Dans l’exemple précité, l’entreprise A, exportatrice, collecterait la TVA en vigueur dans le pays où est établie l’entreprise B. Et le fisc de ce dernier la récupérerait en bout de chaîne, empêchant la société écran de nuire. Quant au taux de TVA, il resterait celui du pays de destination (seul le concept de TVA est harmonisé en Europe, mais la fixation des taux reste à la discrétion des États).
Les États membres se confieront donc la tâche l’un à l’autre de collecter la TVA en leur nom. Ce qui rend nécessaire une certaine dose de confiance entre capitales – ce dont elles manquent parfois, notamment en matière fiscale.
L’obligation d’unanimité, un obstacle à cette réforme ?

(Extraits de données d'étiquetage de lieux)
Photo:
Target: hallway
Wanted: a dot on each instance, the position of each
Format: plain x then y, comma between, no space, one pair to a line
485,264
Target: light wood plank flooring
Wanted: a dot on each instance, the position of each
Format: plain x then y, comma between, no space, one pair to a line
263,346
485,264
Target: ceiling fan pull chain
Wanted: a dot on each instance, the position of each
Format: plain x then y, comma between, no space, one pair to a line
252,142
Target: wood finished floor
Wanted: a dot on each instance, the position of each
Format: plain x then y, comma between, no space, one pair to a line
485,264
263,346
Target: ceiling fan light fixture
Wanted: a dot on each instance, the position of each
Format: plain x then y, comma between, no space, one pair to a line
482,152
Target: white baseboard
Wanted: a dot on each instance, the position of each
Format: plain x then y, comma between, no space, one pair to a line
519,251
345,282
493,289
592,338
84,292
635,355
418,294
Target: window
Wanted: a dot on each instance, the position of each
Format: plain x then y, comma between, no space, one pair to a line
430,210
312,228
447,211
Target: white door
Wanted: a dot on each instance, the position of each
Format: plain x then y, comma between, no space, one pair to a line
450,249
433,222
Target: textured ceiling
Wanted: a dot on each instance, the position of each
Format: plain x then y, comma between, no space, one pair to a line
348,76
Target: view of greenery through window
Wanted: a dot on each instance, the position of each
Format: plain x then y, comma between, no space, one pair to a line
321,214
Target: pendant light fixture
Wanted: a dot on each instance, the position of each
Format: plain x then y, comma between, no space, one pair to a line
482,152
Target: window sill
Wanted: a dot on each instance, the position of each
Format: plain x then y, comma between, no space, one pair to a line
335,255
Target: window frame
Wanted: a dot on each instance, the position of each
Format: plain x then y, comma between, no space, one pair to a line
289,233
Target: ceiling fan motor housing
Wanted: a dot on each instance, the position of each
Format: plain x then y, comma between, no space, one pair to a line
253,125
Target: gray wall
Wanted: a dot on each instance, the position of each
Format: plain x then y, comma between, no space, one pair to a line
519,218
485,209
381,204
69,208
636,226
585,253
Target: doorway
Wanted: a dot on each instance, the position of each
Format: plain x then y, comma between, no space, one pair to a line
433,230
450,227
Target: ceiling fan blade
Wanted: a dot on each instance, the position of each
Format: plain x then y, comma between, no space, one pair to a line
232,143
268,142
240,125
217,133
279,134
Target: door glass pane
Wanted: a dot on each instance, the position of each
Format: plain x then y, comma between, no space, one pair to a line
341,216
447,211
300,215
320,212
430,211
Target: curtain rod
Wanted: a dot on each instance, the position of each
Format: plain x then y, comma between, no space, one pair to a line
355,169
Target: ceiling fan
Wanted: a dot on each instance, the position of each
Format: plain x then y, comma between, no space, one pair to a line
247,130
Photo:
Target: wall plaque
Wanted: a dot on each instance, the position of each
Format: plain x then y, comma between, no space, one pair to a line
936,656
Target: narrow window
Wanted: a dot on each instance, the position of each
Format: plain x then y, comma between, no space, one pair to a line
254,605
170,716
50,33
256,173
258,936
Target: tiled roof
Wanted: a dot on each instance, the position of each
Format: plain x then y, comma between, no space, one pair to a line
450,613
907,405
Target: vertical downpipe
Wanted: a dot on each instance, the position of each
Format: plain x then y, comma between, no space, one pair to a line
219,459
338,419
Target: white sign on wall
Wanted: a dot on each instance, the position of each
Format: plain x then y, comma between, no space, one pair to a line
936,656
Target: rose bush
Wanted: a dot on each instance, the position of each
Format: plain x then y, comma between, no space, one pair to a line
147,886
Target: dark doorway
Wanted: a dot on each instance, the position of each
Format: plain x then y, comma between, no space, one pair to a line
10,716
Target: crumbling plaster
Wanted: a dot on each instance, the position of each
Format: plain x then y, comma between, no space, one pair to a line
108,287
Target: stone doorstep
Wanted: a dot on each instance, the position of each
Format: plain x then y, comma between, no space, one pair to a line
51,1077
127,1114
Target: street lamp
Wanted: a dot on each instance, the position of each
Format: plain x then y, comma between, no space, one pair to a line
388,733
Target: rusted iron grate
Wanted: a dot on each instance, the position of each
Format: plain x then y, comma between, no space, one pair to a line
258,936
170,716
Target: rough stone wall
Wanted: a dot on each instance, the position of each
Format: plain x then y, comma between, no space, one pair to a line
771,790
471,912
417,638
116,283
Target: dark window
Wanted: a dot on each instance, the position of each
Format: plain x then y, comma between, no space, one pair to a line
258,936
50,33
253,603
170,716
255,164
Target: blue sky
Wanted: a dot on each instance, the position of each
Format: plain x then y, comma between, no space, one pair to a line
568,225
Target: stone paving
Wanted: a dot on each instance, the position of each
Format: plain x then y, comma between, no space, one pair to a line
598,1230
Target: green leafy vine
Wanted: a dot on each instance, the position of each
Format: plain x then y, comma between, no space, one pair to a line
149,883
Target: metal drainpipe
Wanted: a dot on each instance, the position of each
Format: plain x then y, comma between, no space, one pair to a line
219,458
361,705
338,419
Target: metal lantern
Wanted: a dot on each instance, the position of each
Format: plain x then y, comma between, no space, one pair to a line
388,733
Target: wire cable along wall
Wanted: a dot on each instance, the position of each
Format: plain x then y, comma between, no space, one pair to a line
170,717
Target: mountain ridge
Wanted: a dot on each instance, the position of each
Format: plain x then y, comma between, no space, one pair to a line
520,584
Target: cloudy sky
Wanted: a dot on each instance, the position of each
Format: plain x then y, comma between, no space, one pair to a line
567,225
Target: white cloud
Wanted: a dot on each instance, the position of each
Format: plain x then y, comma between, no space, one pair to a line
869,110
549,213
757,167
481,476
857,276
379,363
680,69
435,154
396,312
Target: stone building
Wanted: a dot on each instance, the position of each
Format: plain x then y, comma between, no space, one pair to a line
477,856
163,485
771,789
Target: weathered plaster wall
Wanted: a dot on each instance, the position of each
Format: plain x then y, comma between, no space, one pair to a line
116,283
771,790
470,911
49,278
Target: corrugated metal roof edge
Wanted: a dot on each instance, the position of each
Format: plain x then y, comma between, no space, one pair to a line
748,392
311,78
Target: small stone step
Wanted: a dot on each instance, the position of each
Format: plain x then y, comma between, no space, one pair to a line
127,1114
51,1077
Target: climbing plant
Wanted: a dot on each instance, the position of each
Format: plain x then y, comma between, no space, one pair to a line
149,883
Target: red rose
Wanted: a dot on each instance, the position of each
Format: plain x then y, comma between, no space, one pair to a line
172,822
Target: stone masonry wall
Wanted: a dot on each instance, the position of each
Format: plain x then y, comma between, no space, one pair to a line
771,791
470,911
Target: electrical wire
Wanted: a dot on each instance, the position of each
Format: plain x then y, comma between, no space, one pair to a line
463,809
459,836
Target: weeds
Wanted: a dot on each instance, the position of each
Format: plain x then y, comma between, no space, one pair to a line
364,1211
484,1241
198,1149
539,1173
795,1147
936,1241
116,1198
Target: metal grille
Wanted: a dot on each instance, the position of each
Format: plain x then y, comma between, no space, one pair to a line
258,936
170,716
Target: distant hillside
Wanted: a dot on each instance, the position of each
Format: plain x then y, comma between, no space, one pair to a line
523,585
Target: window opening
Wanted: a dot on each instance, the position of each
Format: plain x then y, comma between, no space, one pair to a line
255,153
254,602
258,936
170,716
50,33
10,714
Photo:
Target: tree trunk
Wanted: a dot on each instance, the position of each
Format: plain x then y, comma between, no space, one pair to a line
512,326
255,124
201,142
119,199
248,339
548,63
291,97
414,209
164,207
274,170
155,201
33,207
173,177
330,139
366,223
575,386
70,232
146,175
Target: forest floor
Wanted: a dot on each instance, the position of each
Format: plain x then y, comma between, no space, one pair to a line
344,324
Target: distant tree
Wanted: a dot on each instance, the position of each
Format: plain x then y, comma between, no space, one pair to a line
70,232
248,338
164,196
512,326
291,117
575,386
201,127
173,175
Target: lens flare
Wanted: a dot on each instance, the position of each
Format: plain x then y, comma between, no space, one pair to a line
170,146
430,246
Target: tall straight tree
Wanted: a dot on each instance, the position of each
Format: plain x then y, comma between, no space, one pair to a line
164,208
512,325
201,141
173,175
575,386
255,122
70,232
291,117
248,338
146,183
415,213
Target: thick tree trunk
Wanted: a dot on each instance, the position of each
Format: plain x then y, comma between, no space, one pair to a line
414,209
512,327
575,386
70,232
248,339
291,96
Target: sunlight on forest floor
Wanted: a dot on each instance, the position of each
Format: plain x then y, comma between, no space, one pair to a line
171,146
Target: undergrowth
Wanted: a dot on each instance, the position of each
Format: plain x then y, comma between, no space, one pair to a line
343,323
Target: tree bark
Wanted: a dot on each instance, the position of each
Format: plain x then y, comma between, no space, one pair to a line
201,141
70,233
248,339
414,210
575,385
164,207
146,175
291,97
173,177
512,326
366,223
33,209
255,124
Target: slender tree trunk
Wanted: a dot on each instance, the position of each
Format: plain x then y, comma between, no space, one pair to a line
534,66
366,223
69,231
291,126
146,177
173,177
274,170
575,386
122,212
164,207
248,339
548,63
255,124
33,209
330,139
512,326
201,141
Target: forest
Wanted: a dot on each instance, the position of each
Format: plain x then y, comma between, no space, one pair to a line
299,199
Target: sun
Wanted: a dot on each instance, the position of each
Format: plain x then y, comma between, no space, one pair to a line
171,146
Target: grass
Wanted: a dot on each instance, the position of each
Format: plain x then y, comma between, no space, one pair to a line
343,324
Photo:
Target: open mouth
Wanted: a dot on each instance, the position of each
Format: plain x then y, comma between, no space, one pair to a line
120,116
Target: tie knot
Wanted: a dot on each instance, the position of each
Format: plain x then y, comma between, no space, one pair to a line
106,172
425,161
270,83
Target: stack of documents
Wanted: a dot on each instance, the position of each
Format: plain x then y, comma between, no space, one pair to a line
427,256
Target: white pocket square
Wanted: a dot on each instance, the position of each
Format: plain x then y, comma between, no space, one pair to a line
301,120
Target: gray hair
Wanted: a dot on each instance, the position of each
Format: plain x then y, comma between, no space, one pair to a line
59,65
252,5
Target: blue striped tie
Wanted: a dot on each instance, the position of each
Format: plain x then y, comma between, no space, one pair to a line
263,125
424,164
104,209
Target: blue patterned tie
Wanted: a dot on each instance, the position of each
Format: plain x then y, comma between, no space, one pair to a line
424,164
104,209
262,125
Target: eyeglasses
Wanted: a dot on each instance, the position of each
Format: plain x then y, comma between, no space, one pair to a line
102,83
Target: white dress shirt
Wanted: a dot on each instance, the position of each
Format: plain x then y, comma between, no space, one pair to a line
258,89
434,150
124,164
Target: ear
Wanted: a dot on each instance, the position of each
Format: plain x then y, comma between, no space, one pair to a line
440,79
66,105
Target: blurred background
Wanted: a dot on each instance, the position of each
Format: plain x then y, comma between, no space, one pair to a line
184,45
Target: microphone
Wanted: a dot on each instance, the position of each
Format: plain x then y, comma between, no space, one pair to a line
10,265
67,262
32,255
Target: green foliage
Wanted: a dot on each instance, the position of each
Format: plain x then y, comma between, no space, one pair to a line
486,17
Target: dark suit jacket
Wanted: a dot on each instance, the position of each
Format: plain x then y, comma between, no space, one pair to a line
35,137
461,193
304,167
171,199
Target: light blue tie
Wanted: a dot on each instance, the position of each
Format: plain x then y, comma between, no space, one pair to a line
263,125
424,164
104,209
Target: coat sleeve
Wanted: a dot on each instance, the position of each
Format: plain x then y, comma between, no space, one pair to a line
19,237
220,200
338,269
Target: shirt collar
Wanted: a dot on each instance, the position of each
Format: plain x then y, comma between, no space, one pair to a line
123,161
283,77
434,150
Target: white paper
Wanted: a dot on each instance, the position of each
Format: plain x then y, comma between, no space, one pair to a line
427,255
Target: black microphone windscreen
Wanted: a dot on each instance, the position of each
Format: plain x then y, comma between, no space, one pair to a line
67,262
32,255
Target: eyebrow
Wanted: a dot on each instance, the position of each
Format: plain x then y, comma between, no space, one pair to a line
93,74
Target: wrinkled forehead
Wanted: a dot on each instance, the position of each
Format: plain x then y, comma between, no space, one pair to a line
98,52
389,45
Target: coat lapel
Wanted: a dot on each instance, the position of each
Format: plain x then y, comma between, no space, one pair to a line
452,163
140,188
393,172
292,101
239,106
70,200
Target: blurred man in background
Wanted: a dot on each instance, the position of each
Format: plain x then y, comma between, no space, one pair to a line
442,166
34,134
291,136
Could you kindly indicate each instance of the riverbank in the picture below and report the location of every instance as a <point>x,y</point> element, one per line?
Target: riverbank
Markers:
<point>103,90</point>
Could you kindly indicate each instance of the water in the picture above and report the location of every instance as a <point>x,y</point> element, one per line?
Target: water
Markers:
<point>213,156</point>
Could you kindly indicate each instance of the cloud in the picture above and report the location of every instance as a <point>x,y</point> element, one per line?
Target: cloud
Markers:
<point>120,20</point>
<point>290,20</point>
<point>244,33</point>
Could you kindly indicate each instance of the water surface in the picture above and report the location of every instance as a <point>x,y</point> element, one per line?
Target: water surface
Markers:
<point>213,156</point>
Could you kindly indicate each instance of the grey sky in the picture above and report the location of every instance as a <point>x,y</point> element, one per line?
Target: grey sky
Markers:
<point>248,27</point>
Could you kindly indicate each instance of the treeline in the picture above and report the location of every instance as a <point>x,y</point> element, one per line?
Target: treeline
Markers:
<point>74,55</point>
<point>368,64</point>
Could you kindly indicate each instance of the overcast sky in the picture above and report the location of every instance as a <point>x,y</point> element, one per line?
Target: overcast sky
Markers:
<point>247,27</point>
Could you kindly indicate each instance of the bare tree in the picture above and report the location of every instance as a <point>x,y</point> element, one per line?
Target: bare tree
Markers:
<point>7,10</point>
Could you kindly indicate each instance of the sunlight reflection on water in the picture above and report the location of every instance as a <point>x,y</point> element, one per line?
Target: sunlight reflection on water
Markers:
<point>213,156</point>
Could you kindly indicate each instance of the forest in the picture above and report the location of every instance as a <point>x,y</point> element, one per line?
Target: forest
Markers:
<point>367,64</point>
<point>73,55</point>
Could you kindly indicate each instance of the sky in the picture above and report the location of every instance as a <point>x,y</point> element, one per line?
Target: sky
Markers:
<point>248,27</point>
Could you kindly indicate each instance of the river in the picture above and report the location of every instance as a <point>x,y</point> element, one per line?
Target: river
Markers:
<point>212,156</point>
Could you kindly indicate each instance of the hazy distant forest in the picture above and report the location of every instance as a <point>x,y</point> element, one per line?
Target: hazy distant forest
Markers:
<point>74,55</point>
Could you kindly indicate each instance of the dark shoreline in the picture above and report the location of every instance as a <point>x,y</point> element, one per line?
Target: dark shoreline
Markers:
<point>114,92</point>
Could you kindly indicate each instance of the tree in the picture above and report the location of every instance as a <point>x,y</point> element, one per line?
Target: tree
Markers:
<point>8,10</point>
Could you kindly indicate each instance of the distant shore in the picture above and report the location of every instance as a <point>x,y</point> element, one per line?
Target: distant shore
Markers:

* [Consigne donnée]:
Recopiez mot pour mot le passage de l'extrait sur la TVA qui va de « Dans l’exemple précité, l’entreprise » jusqu'à « en matière fiscale. ». Ces données n'ont aucun lien avec l'extrait.

* [Exercice résolu]:
Dans l’exemple précité, l’entreprise A, exportatrice, collecterait la TVA en vigueur dans le pays où est établie l’entreprise B. Et le fisc de ce dernier la récupérerait en bout de chaîne, empêchant la société écran de nuire. Quant au taux de TVA, il resterait celui du pays de destination (seul le concept de TVA est harmonisé en Europe, mais la fixation des taux reste à la discrétion des États).
Les États membres se confieront donc la tâche l’un à l’autre de collecter la TVA en leur nom. Ce qui rend nécessaire une certaine dose de confiance entre capitales – ce dont elles manquent parfois, notamment en matière fiscale.